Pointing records
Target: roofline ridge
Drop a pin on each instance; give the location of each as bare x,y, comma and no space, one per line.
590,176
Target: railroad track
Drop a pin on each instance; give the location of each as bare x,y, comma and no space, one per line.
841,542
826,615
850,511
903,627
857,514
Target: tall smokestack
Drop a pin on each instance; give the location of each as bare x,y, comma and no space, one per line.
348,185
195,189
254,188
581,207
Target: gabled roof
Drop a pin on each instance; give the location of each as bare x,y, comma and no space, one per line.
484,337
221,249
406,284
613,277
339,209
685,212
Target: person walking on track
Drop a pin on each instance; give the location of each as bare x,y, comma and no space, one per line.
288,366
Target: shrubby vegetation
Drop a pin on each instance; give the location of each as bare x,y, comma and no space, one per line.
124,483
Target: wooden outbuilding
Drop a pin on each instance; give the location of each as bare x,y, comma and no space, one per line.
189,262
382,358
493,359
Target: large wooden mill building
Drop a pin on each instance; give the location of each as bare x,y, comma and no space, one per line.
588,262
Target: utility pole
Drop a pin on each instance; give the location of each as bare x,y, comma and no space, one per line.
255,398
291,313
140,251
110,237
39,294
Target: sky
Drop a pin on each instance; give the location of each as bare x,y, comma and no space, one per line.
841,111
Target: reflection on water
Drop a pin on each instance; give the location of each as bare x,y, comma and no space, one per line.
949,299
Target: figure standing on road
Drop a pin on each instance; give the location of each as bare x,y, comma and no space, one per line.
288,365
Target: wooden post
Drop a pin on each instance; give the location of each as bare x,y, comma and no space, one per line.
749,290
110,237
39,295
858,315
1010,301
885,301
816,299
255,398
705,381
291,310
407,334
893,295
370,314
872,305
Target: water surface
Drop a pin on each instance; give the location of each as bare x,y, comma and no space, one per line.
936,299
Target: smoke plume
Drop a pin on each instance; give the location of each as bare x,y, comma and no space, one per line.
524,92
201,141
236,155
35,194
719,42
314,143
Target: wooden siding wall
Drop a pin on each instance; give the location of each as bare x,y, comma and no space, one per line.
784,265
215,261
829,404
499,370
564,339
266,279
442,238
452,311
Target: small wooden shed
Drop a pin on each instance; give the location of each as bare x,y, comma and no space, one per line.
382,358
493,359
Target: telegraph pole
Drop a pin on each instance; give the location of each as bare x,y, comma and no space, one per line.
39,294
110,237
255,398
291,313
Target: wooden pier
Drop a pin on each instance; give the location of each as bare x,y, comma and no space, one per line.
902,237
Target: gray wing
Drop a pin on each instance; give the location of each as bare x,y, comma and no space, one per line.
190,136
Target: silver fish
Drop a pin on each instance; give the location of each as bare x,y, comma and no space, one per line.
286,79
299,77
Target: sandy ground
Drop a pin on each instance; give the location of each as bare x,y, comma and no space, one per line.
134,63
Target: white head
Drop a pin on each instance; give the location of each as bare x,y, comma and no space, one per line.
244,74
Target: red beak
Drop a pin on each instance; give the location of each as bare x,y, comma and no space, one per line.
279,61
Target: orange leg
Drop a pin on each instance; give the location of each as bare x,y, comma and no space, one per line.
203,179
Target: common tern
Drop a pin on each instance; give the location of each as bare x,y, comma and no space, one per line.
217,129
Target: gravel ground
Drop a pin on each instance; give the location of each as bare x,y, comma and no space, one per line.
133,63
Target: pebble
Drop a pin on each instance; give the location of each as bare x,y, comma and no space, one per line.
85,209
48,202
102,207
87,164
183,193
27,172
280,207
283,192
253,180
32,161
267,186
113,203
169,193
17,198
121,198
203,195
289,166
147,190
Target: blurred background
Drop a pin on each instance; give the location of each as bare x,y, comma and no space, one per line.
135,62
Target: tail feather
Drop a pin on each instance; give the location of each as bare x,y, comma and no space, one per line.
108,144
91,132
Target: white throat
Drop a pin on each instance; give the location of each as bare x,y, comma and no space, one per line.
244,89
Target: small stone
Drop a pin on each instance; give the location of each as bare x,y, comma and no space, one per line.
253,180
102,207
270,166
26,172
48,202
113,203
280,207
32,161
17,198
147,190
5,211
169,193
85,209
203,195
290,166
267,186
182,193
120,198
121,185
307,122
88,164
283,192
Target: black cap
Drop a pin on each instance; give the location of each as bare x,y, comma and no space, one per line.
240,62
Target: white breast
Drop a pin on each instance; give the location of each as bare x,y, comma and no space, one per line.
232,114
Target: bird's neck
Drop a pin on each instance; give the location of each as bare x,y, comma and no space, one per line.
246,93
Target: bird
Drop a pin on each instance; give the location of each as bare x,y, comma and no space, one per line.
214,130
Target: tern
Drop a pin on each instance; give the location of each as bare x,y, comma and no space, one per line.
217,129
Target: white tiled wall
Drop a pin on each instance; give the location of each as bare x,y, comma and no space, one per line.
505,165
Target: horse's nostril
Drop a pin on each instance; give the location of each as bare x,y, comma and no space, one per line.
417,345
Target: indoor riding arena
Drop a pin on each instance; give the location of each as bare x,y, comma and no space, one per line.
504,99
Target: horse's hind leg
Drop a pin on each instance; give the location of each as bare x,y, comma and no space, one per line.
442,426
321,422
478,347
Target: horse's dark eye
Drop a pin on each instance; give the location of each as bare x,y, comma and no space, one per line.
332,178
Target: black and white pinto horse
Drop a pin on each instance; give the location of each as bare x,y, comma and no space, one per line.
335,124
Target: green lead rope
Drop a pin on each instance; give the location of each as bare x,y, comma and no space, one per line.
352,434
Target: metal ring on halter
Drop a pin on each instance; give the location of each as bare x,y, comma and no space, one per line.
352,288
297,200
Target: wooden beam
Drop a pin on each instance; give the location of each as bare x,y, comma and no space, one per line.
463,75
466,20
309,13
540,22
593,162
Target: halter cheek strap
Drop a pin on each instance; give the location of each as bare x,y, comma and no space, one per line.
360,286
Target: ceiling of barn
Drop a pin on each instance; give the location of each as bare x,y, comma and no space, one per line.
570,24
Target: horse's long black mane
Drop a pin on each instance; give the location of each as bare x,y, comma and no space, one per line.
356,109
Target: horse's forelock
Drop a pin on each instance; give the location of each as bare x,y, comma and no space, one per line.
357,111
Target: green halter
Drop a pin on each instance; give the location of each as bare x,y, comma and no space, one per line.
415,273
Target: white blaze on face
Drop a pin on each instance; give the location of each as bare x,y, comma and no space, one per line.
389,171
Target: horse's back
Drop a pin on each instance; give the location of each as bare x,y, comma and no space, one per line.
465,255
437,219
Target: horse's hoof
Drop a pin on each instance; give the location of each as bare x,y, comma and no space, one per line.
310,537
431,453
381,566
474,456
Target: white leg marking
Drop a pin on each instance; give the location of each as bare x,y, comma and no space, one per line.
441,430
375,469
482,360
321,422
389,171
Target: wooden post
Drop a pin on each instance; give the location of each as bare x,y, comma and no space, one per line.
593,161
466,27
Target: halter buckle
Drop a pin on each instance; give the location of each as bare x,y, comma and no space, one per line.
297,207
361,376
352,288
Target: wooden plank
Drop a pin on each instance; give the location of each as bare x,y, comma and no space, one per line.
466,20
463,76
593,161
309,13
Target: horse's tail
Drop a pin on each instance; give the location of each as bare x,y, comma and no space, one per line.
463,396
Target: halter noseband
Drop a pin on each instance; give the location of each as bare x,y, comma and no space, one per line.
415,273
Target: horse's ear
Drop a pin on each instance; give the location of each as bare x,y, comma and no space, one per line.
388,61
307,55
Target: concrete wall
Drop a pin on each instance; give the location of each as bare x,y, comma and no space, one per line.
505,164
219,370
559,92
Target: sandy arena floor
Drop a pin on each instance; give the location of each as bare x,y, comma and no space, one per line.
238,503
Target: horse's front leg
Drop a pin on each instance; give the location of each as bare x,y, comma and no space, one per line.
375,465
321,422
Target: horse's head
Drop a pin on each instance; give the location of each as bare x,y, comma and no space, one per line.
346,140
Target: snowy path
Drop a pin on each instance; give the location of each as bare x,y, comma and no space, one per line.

_Instructions to follow_
Output the lines from the line containing "Target: green halter" to the end, both included; add nothing.

_The result_
Target: green halter
Drop a pin on each instance; give the location of each as bare x,y, comma and no space, one per line.
415,273
Target: white blaze on face
Drop a pin on each instance; give the location of each as bare x,y, comma and no space, one per line.
389,171
Target: horse's back
Drop a pin on each instance; give the location of each as bare x,y, comma and no space, one per line.
465,255
437,219
Target: horse's hoof
Drop a pin on each instance; give the location of each as bare x,y, comma and no space, one per line.
310,537
431,453
381,566
474,456
Target: white leg marking
Drop a pin on each instance; give the location of each as bare x,y, comma and no space, one per line.
441,430
375,469
482,360
321,422
389,171
Target: wooden post
Drop a pin on each instance; give the location of each as bare x,y, comma and no space, one per line.
593,161
466,27
Target: halter buckle
Drop a pin on each instance; give the location of each as bare x,y, comma and no space, one per line.
297,207
361,376
352,288
Target: wooden plank
Drop a pin on each instance; give the location of each as bare x,y, comma and no space, one per line.
466,20
463,76
593,161
309,13
Target: horse's tail
Drop a pin on each instance; give the location of each as bare x,y, comma and no space, one per line.
463,396
Target: halter noseband
Drop a pin on each instance; give the location of each as bare x,y, comma and no space, one per line.
415,273
Target: horse's ear
Drop a pin on each instance; give the location of each as bare x,y, comma and no space, one per line.
388,61
307,55
Target: concrete wall
Drop a pin on each instance; give the location of each as bare x,y, comma and no space, one per line.
505,164
219,370
559,92
Target: sandy arena floor
Drop a pin on each instance; give the location of each as bare x,y, comma and no space, one per line.
238,503
Target: horse's front leg
Drop a pin on each instance; give the location of each as bare x,y, comma and no space, one per line.
375,465
321,422
Target: horse's head
Drop a pin on each instance; give the location of each as bare x,y, comma and no space, one per line.
346,140
Target: snowy path
Drop a pin on each instance; give the location of each as bare x,y, comma and no space, one per line.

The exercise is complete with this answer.